◆ Exercise input:
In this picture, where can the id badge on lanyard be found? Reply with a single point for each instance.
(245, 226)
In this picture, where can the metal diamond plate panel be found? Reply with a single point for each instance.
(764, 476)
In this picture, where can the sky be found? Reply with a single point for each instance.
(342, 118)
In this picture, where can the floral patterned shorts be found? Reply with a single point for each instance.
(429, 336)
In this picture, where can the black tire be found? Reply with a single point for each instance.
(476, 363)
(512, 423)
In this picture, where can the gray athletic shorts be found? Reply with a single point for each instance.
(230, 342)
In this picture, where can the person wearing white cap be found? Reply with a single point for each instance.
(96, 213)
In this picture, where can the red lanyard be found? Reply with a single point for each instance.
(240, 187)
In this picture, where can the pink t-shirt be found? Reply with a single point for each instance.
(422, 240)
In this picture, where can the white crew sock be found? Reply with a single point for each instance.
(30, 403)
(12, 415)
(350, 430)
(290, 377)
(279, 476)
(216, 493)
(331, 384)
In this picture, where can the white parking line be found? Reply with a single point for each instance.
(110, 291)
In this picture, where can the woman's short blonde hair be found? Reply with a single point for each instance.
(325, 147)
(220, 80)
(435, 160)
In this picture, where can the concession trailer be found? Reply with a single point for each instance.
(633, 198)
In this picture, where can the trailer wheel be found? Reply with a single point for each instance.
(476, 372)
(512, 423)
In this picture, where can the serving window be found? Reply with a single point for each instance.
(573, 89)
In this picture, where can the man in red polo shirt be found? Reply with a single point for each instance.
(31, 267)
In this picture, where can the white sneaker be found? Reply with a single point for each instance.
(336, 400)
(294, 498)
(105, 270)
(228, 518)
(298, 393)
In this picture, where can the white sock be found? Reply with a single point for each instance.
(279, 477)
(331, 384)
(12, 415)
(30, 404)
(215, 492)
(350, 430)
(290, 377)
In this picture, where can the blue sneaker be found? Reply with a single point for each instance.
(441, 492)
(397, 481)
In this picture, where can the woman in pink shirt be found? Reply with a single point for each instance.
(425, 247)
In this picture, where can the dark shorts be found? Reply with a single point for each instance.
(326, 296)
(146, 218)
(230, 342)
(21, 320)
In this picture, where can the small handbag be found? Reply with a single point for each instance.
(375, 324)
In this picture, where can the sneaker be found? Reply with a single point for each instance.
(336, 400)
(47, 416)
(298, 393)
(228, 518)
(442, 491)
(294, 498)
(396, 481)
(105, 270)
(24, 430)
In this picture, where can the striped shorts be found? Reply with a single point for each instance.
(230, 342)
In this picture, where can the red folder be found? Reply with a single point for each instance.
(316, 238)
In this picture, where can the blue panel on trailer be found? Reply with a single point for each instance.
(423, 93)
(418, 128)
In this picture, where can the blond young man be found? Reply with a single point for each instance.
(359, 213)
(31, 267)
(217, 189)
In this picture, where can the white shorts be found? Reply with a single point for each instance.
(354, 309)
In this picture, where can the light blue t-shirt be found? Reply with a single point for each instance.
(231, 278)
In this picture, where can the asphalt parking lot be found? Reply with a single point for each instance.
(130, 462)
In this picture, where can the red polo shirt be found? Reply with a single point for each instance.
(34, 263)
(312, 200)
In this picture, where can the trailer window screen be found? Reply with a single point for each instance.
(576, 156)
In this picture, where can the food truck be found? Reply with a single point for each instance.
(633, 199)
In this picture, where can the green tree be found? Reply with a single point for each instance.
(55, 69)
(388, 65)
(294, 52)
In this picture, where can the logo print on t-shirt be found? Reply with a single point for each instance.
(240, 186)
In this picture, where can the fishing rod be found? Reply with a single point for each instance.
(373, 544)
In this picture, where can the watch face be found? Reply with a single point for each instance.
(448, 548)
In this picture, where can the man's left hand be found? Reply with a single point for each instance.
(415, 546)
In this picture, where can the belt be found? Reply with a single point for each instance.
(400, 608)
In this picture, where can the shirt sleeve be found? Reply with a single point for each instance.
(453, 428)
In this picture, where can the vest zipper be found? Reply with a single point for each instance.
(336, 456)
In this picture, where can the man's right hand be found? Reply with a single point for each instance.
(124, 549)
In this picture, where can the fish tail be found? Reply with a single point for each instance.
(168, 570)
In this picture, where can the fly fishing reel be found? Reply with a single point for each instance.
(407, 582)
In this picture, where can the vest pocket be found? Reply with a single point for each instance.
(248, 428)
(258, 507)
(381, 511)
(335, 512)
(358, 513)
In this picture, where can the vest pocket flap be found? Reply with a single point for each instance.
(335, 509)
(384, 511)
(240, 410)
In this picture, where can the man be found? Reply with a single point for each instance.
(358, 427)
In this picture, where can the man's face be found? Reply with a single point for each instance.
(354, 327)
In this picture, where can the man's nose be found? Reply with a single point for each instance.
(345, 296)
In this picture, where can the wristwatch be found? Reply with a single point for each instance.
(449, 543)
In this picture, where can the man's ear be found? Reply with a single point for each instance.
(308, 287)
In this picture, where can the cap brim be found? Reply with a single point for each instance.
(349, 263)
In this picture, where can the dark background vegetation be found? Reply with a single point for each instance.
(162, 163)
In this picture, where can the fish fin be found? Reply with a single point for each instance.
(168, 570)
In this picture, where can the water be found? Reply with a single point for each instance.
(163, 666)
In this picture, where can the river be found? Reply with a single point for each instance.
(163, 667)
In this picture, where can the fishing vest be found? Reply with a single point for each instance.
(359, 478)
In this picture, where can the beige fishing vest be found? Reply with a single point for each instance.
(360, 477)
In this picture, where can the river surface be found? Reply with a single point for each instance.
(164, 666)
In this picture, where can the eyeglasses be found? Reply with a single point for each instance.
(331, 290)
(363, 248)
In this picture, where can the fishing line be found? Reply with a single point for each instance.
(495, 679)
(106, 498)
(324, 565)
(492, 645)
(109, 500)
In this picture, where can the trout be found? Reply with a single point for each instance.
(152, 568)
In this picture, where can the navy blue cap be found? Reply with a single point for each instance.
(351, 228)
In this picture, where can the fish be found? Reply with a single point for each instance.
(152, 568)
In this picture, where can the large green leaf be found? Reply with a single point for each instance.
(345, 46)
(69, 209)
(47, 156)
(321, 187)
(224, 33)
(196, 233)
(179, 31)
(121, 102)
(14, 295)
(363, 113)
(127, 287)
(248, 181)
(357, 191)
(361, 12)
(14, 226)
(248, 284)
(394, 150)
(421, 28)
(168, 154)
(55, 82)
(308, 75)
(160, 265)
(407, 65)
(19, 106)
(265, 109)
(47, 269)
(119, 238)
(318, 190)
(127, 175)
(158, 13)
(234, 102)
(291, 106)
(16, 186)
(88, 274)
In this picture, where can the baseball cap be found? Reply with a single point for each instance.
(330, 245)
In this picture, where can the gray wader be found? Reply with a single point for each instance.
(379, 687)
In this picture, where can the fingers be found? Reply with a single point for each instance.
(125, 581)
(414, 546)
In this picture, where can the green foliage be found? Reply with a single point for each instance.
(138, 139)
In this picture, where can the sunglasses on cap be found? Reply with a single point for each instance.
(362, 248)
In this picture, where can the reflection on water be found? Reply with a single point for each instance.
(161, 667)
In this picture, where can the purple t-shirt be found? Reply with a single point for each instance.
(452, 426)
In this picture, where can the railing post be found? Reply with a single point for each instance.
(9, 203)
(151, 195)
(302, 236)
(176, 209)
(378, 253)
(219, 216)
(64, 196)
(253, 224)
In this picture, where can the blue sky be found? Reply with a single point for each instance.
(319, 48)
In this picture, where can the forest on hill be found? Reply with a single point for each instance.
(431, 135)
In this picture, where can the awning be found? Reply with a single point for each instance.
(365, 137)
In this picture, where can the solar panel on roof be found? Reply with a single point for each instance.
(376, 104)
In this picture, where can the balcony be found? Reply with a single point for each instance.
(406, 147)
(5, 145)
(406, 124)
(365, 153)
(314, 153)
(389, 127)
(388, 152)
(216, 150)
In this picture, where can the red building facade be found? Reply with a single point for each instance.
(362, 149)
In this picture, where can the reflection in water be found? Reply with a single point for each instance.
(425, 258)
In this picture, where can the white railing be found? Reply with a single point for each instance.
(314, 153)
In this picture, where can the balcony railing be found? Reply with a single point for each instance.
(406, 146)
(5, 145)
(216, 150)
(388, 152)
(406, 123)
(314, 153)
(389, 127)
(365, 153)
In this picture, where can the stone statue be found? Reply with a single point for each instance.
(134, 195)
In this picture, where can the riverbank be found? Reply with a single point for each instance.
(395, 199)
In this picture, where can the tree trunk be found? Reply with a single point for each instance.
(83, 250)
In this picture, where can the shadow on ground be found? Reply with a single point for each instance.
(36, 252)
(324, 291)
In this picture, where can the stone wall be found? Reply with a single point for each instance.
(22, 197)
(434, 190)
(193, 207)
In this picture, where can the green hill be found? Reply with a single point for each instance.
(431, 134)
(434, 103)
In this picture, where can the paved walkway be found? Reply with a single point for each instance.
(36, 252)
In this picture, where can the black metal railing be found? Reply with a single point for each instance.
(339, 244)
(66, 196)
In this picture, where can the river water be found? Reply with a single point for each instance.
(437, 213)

◆ Task details: A verbatim copy of the lines from the one with "In this picture, where can the black metal" to the end of the listing is the whole answer.

◆ Answer box:
In this picture, where can the black metal railing be found? Reply with a single point for each instance.
(339, 244)
(66, 196)
In this picture, where can the river water be found? Reply with a single point for each instance.
(437, 213)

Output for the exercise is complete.